→ **Extracted text**
## BEGIN
Secure Messaging

X.400 Message Store


X.400 clients (User Agents) use the X.400 P7 protocol to access a Message Store. Isode’s M-Store X.400 is an X.400 Message Store that supports X.400 P7, and also uses X.400 P3 to connect to an MTA (Message Transfer Agent) such as M-Switch X.400. It serves as an intermediary between User Agents and the Message Transfer Agent, accepting delivery of messages on the user’s behalf and storing them for subsequent retrieval.

The Message Store provides facilities for searching and listing messages, to optimize retrieval. Messages may be deleted or retained online in the Message Store. Messages are submitted from a P7 client to the MTA through the message store (indirect submission) and M-Store X.400 can be configured to store these messages in an “out box” for subsequent client access. Message Store and client configuration management is integrated into the messaging infrastructure using the LDAP/X.500 directory.


Key Features

Robust and High-Performance

M-Store is a robust product that uses the underlying file store to ensure message and database integrity. Online backup of both submitted and delivered messages is supported. It includes support for failover clustering and Off Site Hot Standby and Disaster Recovery.

M-Store provides fast message access to mailboxes that may contain hundreds of thousands of messages and high throughput message submission and delivery with low latency.

Performance Optimization

X.400 P7 is a complex and flexible protocol that can be used in many ways. While M-Store X.400 supports a wide range of usage, it is optimized for certain types of use, as described here. Isode’s X.400 Client API is designed so that calls will use M-Store X.400 in an efficient manner. Key optimizations:

  • Full message fetch. Few clients make use of the P7 capabilities to retrieve selected parts of messages.
  • Empty mailbox. Many systems operate with a “fetch message; process message; delete message” model.
  • Large mailboxes, that may contain hundreds of thousands of messages, with most fetched and cached. A common model (for both In Box and Out Box) is that messages are archived, often for a fixed period (e.g., 30 days). At the same time, new messages are fetched quickly, so only new messages are active. There are various optimizations in support of this model, including
    • Listing of new messages (to efficiently determine new messages in a large mailbox).
    • Systematic fetching of all messages in a large mailbox, to enable restore on local In Box and Out Box messages on a client.
  • Searching by message priority (precedence) and message size, which is useful for clients to control order of processing.
  • Delivery to clients using auto-alert and immediate fetch.

It is recommended to consider this information when configuring or designing clients to use M-Store X.400.

Message Auto Actions

Auto actions are an important feature of an X.400 Message Store. An auto action may be applied to all messages or to selected ones (e.g., to all high priority messages). M-Store supports the following auto actions:

  • Auto Alert. This sends an alert to the P7 client that a message has been delivered to the store, enabling the client to immediately fetch the new message.
  • Auto Forward. Message is forwarded on to another recipient, and the message originator notified with an Inter Personal Notification. A copy may be kept for the local user, and this variant is sometimes referred to as Auto Copy.
  • Delayed Auto Forward. Message is auto-forwarded if it is not fetched within a configured period. This mechanism can be useful to ensure that messages get processed promptly.
## END
→ **Task description**
Please continue the X.400 Message Store text above, picking up after its last sentence.

→ **Data lines**
## BEGIN
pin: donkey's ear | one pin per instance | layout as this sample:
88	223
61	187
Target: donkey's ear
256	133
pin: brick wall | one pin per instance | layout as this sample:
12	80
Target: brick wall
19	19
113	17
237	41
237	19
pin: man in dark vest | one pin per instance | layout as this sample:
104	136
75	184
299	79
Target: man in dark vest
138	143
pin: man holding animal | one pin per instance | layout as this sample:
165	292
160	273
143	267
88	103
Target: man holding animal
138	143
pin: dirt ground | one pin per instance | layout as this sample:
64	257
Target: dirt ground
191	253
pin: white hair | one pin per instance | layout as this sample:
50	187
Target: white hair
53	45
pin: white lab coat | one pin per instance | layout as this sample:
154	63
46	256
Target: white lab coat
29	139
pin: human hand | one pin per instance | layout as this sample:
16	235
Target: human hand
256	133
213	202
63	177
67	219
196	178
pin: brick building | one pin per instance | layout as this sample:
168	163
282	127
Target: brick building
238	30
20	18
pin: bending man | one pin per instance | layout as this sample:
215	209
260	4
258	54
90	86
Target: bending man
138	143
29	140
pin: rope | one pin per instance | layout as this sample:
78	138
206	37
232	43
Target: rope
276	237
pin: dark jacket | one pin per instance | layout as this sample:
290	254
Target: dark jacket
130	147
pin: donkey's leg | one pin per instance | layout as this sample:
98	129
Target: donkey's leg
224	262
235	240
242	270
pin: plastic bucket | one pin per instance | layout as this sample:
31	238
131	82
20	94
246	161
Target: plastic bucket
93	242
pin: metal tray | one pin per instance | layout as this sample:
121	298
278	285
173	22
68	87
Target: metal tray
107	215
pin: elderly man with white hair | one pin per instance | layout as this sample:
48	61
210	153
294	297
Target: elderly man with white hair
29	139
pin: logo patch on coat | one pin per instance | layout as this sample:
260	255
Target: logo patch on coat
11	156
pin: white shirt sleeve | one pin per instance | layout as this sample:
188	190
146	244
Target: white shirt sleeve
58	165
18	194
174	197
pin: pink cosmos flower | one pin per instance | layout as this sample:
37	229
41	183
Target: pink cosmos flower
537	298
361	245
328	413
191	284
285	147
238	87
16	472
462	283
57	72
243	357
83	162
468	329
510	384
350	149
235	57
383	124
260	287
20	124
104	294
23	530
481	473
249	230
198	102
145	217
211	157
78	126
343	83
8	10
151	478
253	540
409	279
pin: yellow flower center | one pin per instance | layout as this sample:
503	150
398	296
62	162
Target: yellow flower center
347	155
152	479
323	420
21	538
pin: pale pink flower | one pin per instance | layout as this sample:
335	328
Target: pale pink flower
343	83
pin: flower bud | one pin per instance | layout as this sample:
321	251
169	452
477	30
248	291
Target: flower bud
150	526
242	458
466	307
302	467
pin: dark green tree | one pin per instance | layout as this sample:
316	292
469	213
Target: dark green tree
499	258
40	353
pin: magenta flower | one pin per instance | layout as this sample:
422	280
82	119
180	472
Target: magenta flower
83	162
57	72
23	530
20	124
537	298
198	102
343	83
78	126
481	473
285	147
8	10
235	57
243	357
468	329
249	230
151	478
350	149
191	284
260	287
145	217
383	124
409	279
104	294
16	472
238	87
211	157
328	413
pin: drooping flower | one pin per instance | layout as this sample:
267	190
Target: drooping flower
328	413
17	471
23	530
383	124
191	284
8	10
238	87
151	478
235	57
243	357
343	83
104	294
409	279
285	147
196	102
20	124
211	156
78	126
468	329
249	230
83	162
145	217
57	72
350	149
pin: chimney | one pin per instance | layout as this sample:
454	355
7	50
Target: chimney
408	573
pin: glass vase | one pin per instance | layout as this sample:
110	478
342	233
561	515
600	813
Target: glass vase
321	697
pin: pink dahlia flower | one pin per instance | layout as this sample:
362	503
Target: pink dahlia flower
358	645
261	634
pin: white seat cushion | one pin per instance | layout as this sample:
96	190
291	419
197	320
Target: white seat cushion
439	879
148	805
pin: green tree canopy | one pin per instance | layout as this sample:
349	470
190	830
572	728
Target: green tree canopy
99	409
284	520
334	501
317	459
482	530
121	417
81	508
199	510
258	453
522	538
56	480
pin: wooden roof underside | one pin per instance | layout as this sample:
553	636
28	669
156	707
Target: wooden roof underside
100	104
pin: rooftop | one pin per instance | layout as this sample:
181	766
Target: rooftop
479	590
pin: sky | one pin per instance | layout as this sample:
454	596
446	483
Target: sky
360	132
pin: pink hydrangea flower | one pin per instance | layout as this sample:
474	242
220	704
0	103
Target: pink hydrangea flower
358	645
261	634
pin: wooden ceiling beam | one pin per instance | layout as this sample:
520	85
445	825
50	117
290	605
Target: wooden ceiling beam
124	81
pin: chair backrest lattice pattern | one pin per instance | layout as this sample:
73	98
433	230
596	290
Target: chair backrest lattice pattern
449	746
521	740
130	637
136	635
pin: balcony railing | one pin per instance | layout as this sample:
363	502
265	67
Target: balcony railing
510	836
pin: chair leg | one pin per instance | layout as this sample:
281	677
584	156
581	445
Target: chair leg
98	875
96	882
## END
→ **Output of the task**
Message Precedence/Priority

M-Store is aware of message priority, including six level STANAG 4406 priority (precedence). Many actions are event driven, and so there is no “ordered queue” to precedence sorted. Clients can search for messages based on priority, and thus order their work to retrieve higher precedence messages first. For message delivery, M-Switch X.400’s precedence ordered queuing will ensure that high precedence messages get delivered ahead of lower precedence messages.

Message Ageing

Both In Box and Out Box stores can be configured to delete messages after a certain period of time. This is useful as a mechanism to automatically clear out messages, and also in support of mandatory online archiving requirements, such as the ICAO (Aviation) requirements for two and thirty day archiving.


M-Store uses directory based configuration, which means that configuration and user agent information is stored in Isode’s M-Vault directory. Use of directory for message store configuration gives a highly flexible approach, integrated with the configuration of the M-Switch X.400. This allows for client/server configuration management and sharing of configuration information between servers.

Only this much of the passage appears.